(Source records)
START

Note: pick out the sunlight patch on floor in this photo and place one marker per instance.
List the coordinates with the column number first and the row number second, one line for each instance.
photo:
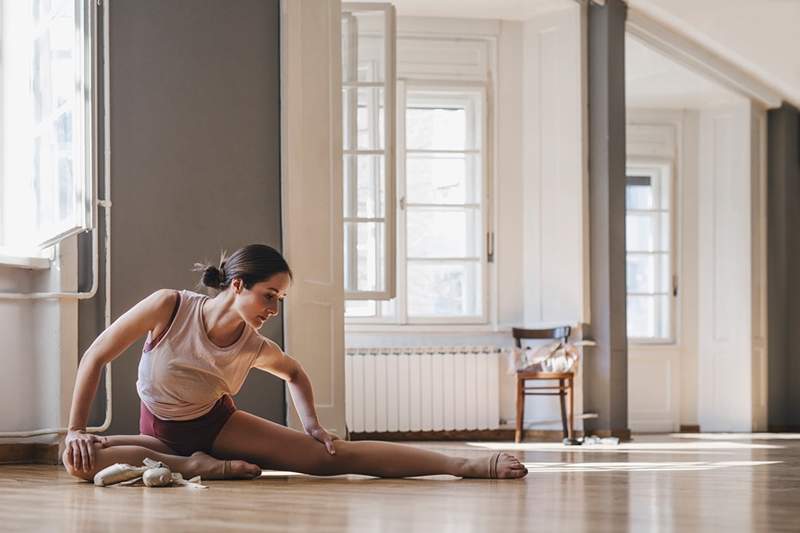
column 535, row 468
column 737, row 436
column 625, row 447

END

* Task instructions:
Give the lines above again with "sunlight patch" swapped for "patch of sunlight" and nothing else changed, leaving out the pictures.

* Answer for the task:
Note: pick out the patch of sunlight on floor in this photo and place one marker per instance.
List the coordinates with the column number first and the row number second, one line for each instance.
photo:
column 535, row 468
column 737, row 436
column 625, row 447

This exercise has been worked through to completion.